§ Given exercise 1
In the interview with playwright Julia Cho, which play did she see in New York at about age 14 that led to her wish to become a playwright?

§ Given passage
>> Begin
One True Artist: Playwright Julia Cho
January 23, 2004
Barely a month into 2004, playwright Julia Cho is already having a memorable year. Her first full production, The Architecture of Loss, about a man who returns to the wife and children he abandoned 16 years prior, recently opened at the prestigious New York Theater Workshop. To add to the accomplishment, The New York Times called it a “touching new play,” adding “Ms. Cho is both talented and young, and The Architecture of Loss will stay with you.” Not bad for a young writer still firmly in her 20s.Additionally, the year will see Cho criss-crossing the country with creative stopovers: this week, she’s at Chicago’s Goodman Theatre for a reading of BFE, a coming-of-age dark comedy about the anxieties and dangers of growing up, then to Los Angeles where she’s developing a couple of plays at the Mark Taper Forum, then to Minneapolis where her 99 Histories, about a troubled young woman’s search for understanding of her family’s past, is scheduled for a spring production at Theater Mu. She’s also got commissions from Ma-Yi Theater Company and South Coast Repertory that she says she needs to get working on. And that’s just the year’s first quarter!
Born in L.A. to immigrant Korean parents and raised in Arizona where “the only theater I saw was bad Shakespeare and the traveling tour of Les Miserables, if I was lucky!” Cho began writing plays as an undergraduate at Amherst. After attempting an English PhD at UC Berkeley, Cho headed to New York to try playwriting again, this time at NYU.
AsianWeek: So why theater?
Julia Cho: I often ask myself the same thing: ‘Why theater?’ I didn’t grow up around it, that’s for sure. I think the epiphany hit when I was around 14. I was attending a summer school on the East Coast and one of our day trips was going to NYC. We had the opportunity to get half-price tickets to a show and somehow I got handed a ticket for John Guare’s Six Degrees of Separation. I remember being disappointed because I wanted to see Gypsy. But it was one of the best mistakes of my life. Guare’s play completely blew me away. I’d never been affected so profoundly by something I’d seen. It took me a few more years to figure out that what I experienced was something called ‘theater’ and that I could be part of it through writing. But definitely the seeds of my desire to be a playwright were planted that day.
AW: How did your parents react to choosing such a non-traditional career, especially for APAs?
Cho: Well, up until the last couple of years, my father was still saying my English was so good, I’d make an excellent lawyer. Neither of my parents knew anything about theater and when I left English grad school, they were both a little miffed; why would I leave a PhD to go off and write plays? But they never, ever tried to tell me what to do. And the longer I’m in this, the more supportive and proud they seem to become. They still worry about me, but I know they believe in me. And that has meant the world to me because you know how it is: Korean kids, we want our parents’ approval almost more than anything.
>> End
§ Given exercise 2
In the records, rewrite the stretch from the line containing "Where can the snowdrop" through the line containing "x=322, y=206", renaming "snowdrop" to "galanthus" and leaving everything else unchanged.

§ Exercise inputs
>> Begin
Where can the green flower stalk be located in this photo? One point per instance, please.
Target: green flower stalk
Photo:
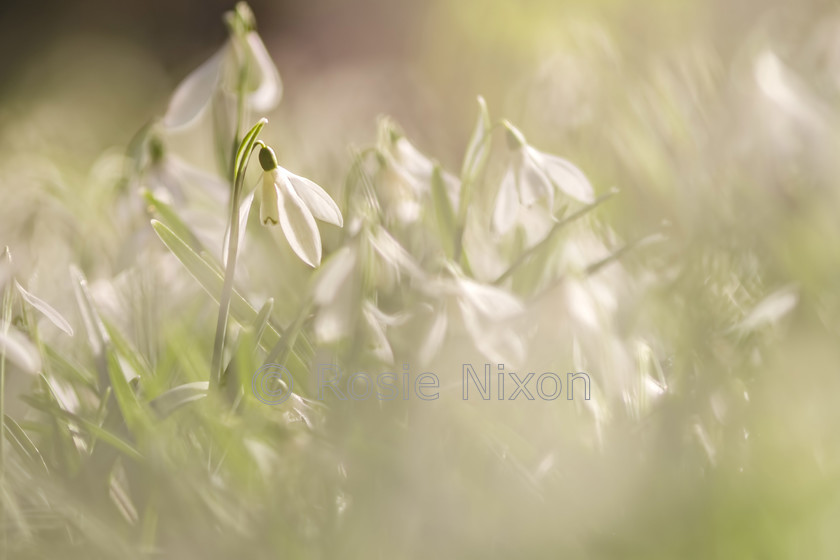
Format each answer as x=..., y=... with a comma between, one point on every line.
x=294, y=203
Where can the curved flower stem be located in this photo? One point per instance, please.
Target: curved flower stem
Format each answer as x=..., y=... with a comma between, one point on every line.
x=241, y=158
x=466, y=196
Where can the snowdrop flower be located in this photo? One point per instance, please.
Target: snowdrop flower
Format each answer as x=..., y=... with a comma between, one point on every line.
x=533, y=175
x=408, y=174
x=294, y=202
x=244, y=50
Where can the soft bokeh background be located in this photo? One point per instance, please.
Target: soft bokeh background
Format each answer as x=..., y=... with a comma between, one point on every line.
x=713, y=434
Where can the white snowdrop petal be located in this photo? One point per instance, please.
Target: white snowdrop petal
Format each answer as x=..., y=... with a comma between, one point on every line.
x=507, y=204
x=533, y=182
x=269, y=200
x=771, y=309
x=269, y=90
x=433, y=339
x=488, y=300
x=334, y=274
x=193, y=94
x=566, y=177
x=19, y=350
x=244, y=212
x=412, y=160
x=298, y=225
x=394, y=254
x=46, y=309
x=322, y=206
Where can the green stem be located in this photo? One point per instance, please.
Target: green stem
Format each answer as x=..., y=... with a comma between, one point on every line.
x=6, y=319
x=240, y=165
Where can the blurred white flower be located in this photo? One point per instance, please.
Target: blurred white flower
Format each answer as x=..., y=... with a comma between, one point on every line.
x=489, y=315
x=294, y=202
x=408, y=175
x=244, y=50
x=533, y=175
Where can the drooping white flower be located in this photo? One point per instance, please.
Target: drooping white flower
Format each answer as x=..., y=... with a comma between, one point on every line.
x=244, y=49
x=532, y=176
x=294, y=203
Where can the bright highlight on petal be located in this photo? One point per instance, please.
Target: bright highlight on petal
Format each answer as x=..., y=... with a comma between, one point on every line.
x=298, y=224
x=270, y=200
x=317, y=200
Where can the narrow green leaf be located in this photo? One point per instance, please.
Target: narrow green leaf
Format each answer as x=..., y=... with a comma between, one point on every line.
x=25, y=446
x=171, y=218
x=211, y=280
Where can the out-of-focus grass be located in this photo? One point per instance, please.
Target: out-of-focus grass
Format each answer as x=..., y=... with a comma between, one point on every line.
x=712, y=343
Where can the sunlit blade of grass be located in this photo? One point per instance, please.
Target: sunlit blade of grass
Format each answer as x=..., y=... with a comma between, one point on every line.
x=242, y=311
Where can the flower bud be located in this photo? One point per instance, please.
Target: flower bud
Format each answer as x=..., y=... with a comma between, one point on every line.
x=268, y=160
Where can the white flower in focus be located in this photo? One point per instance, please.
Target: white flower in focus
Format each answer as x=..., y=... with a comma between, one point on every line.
x=244, y=49
x=532, y=176
x=294, y=203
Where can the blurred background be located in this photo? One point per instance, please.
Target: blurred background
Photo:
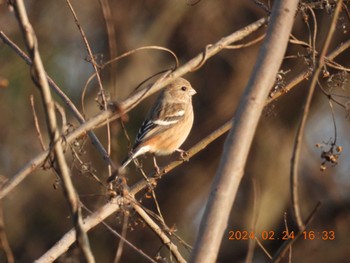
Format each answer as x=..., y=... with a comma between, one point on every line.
>> End
§ Worked solution 1
John Guare's Six Degrees of Separation

§ Worked solution 2
Where can the galanthus flower be located in this photo? One point per instance, please.
Target: galanthus flower
Format each answer as x=..., y=... with a comma between, one point on every line.
x=533, y=175
x=408, y=174
x=294, y=202
x=244, y=50
Where can the soft bokeh background be located in this photo? One point per instance, please.
Target: soft bokeh background
Format each answer as x=..., y=... with a comma between, one point on every line.
x=713, y=434
Where can the white galanthus petal be located in this photo? One point per instance, please.
Target: white galanthus petal
Format each answer as x=..., y=... with a comma between, one point on every line.
x=507, y=204
x=533, y=182
x=269, y=200
x=771, y=309
x=269, y=90
x=433, y=339
x=488, y=300
x=334, y=274
x=193, y=94
x=566, y=177
x=19, y=350
x=244, y=212
x=412, y=160
x=298, y=225
x=394, y=254
x=46, y=309
x=322, y=206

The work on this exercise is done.